(Location annotation dataset excerpts)
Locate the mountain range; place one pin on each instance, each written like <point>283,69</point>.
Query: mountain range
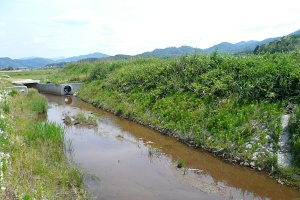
<point>35,62</point>
<point>224,47</point>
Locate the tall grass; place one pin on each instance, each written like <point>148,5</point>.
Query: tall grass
<point>37,167</point>
<point>220,103</point>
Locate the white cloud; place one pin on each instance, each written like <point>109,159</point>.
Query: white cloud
<point>72,27</point>
<point>77,17</point>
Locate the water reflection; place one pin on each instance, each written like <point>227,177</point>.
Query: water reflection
<point>124,153</point>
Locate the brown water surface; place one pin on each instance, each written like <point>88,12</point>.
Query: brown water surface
<point>135,162</point>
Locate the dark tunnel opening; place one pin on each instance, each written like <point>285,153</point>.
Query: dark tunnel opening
<point>67,89</point>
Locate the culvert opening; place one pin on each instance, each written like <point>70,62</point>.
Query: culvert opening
<point>67,89</point>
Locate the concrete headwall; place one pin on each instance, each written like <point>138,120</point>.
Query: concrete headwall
<point>57,89</point>
<point>22,89</point>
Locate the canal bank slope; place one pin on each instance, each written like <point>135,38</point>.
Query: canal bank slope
<point>33,164</point>
<point>230,106</point>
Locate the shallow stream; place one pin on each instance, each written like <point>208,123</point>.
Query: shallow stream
<point>135,162</point>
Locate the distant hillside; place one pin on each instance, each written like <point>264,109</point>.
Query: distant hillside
<point>224,47</point>
<point>76,58</point>
<point>30,63</point>
<point>248,47</point>
<point>35,62</point>
<point>171,52</point>
<point>284,44</point>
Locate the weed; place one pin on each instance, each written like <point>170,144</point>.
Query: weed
<point>180,162</point>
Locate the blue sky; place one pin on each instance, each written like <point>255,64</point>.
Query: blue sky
<point>54,28</point>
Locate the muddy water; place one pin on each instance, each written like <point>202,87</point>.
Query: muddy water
<point>134,162</point>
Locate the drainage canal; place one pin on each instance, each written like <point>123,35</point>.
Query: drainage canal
<point>134,162</point>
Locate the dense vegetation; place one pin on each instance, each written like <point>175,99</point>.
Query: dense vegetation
<point>229,105</point>
<point>33,164</point>
<point>285,44</point>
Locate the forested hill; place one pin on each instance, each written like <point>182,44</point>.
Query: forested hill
<point>284,44</point>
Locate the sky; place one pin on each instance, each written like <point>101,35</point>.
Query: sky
<point>65,28</point>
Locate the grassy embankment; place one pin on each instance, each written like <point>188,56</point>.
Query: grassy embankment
<point>33,162</point>
<point>228,105</point>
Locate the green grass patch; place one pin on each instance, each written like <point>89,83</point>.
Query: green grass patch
<point>227,104</point>
<point>35,165</point>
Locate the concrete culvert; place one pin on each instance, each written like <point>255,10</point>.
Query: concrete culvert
<point>67,89</point>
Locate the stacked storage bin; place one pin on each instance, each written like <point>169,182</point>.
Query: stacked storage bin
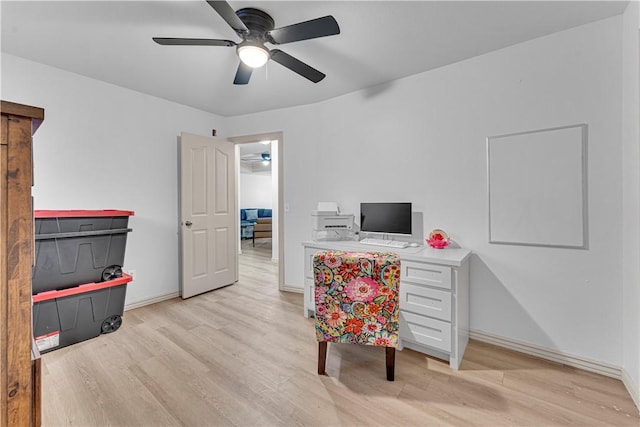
<point>78,285</point>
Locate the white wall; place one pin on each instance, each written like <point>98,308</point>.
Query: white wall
<point>422,139</point>
<point>255,190</point>
<point>106,147</point>
<point>631,199</point>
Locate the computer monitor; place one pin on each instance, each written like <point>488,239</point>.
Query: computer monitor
<point>386,218</point>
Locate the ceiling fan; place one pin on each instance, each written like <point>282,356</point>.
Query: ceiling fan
<point>256,28</point>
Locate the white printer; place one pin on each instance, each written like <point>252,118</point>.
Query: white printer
<point>330,224</point>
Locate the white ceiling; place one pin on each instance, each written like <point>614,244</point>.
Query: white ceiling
<point>380,41</point>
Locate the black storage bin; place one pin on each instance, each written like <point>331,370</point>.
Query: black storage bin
<point>65,317</point>
<point>80,246</point>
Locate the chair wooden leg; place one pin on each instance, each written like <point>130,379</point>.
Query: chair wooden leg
<point>322,357</point>
<point>391,363</point>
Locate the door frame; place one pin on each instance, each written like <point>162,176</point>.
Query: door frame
<point>279,136</point>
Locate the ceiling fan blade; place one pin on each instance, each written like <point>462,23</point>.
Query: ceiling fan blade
<point>227,13</point>
<point>243,74</point>
<point>319,27</point>
<point>296,65</point>
<point>171,41</point>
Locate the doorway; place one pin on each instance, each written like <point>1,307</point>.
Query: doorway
<point>255,155</point>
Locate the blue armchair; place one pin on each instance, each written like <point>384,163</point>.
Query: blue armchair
<point>248,218</point>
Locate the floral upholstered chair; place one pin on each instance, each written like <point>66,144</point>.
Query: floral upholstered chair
<point>356,297</point>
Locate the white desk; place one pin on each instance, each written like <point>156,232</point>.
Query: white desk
<point>434,296</point>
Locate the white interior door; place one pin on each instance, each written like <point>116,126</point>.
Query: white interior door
<point>208,215</point>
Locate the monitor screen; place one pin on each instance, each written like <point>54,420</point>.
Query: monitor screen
<point>391,218</point>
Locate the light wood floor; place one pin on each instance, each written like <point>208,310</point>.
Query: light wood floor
<point>244,355</point>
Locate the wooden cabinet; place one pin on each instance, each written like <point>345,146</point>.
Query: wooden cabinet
<point>19,361</point>
<point>434,296</point>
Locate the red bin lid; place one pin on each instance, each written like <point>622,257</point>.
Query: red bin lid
<point>79,213</point>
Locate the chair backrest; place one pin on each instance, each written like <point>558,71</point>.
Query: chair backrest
<point>356,295</point>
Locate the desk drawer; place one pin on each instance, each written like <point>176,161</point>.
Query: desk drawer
<point>425,301</point>
<point>425,330</point>
<point>426,274</point>
<point>308,262</point>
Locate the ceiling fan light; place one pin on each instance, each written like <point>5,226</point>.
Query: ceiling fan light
<point>253,56</point>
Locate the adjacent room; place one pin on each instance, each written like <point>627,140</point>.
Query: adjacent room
<point>460,179</point>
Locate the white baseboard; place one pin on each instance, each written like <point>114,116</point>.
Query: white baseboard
<point>632,388</point>
<point>149,301</point>
<point>289,288</point>
<point>549,354</point>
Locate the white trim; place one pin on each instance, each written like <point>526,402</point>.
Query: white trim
<point>549,354</point>
<point>149,301</point>
<point>632,388</point>
<point>289,288</point>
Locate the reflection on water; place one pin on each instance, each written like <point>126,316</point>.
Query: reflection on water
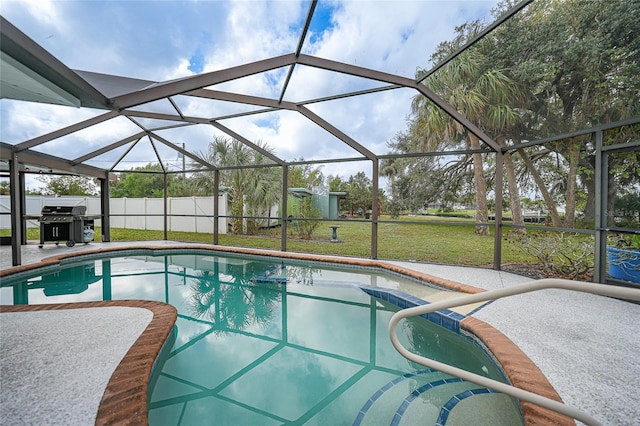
<point>262,342</point>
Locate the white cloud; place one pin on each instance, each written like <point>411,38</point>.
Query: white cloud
<point>163,40</point>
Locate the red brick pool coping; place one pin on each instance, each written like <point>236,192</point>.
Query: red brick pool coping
<point>125,398</point>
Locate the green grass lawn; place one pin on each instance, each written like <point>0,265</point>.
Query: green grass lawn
<point>441,242</point>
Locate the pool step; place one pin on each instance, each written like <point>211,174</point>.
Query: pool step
<point>429,397</point>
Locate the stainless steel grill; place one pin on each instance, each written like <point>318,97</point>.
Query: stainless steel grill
<point>65,223</point>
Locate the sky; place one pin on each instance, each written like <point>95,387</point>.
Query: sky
<point>165,40</point>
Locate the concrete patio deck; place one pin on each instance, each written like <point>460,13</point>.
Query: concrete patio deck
<point>587,346</point>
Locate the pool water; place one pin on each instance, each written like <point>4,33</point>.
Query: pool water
<point>260,342</point>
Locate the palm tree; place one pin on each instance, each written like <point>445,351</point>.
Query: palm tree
<point>253,189</point>
<point>484,96</point>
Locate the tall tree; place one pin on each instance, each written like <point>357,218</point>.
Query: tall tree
<point>486,96</point>
<point>255,189</point>
<point>579,60</point>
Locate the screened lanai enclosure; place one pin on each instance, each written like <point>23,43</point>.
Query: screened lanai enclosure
<point>515,140</point>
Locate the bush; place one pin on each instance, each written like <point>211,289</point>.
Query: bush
<point>559,253</point>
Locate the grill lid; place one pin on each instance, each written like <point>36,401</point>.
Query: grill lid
<point>64,210</point>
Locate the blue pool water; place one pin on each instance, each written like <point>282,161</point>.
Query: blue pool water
<point>259,341</point>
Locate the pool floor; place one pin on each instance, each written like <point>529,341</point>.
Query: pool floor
<point>258,343</point>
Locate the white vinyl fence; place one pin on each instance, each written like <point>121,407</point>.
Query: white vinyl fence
<point>132,213</point>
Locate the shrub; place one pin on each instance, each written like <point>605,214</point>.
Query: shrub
<point>559,253</point>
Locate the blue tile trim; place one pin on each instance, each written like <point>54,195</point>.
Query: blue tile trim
<point>444,318</point>
<point>382,390</point>
<point>416,393</point>
<point>449,406</point>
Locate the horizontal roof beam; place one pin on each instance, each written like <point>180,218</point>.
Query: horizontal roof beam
<point>175,87</point>
<point>65,131</point>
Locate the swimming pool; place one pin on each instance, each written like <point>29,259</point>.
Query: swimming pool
<point>266,341</point>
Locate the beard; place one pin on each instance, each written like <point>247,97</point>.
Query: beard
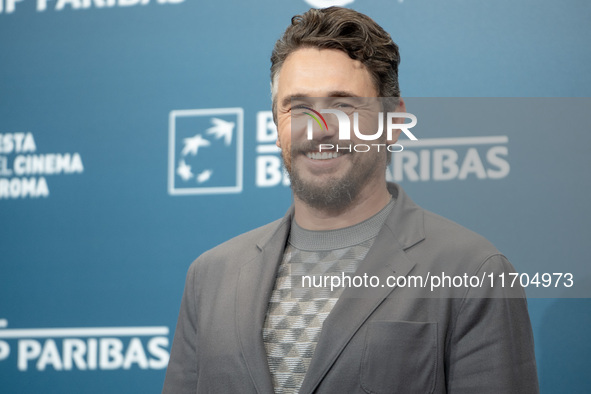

**To be done**
Copy out the lines between the one holding "Locate the blue pool" and the one holding "<point>132,213</point>", inclusive, with no changes.

**Reply**
Locate the blue pool water; place one pin on each instance, each written like <point>282,161</point>.
Query: blue pool water
<point>259,341</point>
Locate the pool floor; place one pin on each instance, each written like <point>529,341</point>.
Query: pool floor
<point>258,343</point>
Locate the white vinyl fence; place one pin on each instance, each written like <point>121,407</point>.
Query: white vinyl fence
<point>132,213</point>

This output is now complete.